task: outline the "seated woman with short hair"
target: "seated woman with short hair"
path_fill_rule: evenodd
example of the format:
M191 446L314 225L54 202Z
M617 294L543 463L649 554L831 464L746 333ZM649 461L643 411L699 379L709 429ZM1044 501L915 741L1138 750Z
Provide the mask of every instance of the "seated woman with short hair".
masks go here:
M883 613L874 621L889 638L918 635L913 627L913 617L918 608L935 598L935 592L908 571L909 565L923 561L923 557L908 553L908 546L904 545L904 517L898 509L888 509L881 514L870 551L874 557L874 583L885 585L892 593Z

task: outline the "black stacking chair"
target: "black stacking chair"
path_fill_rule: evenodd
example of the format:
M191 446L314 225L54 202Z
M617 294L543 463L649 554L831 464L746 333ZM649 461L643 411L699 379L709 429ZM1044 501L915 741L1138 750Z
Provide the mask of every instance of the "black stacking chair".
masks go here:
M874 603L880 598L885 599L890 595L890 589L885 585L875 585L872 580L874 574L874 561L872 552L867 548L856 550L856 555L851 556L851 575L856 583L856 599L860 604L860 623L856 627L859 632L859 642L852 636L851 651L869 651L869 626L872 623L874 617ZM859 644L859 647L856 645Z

+++++

• _CHALLENGE_
Can you write out the whole listing above again, line for line and character for character, with nothing changed?

• _THE RESPONSE_
task: outline the "seated woman with short hair"
target: "seated woman with short hair"
path_fill_rule: evenodd
example of the format:
M191 446L314 225L54 202Z
M617 294L543 463L649 554L831 464L746 333ZM649 461L643 411L699 379L709 429ZM1044 501L915 741L1138 750Z
Provide the mask of every instance of the "seated woman with short hair".
masks go here:
M883 613L874 621L889 638L918 635L913 627L913 617L918 608L935 598L935 592L908 571L909 565L923 561L923 557L908 553L908 546L904 545L904 517L898 509L888 509L881 514L870 551L874 557L874 583L885 585L892 593Z

task: outline the "black stacking chair"
target: "black stacking chair"
path_fill_rule: evenodd
example of the format:
M191 446L314 225L54 202Z
M617 294L543 463L649 554L831 464L746 333ZM649 461L643 411L699 379L709 429ZM1044 501L915 741L1138 750Z
Provide the mask of every instance of the "black stacking chair".
masks go here:
M874 603L880 598L885 599L890 595L890 589L885 585L875 585L872 580L874 574L874 561L872 552L867 548L856 550L856 555L851 556L851 575L856 583L856 599L860 604L860 623L856 627L859 632L859 642L852 636L851 651L869 651L869 626L872 623L874 617ZM859 644L859 647L856 645Z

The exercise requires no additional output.